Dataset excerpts

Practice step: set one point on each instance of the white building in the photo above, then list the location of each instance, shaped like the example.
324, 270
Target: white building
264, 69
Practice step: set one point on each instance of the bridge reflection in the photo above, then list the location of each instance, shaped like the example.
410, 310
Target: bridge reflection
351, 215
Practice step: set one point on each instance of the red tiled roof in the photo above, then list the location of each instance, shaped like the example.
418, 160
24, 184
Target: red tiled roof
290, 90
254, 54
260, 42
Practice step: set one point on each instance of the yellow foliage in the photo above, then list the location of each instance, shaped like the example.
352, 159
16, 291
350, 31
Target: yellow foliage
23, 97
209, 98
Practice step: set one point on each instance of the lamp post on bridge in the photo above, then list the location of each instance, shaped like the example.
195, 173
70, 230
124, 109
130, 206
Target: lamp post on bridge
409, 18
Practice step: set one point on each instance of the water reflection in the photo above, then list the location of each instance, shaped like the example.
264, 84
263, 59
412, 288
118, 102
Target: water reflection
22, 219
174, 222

PROBLEM DETAILS:
Among the lines of the entries, count those containing the string "step" and give only the number.

ANSWER:
6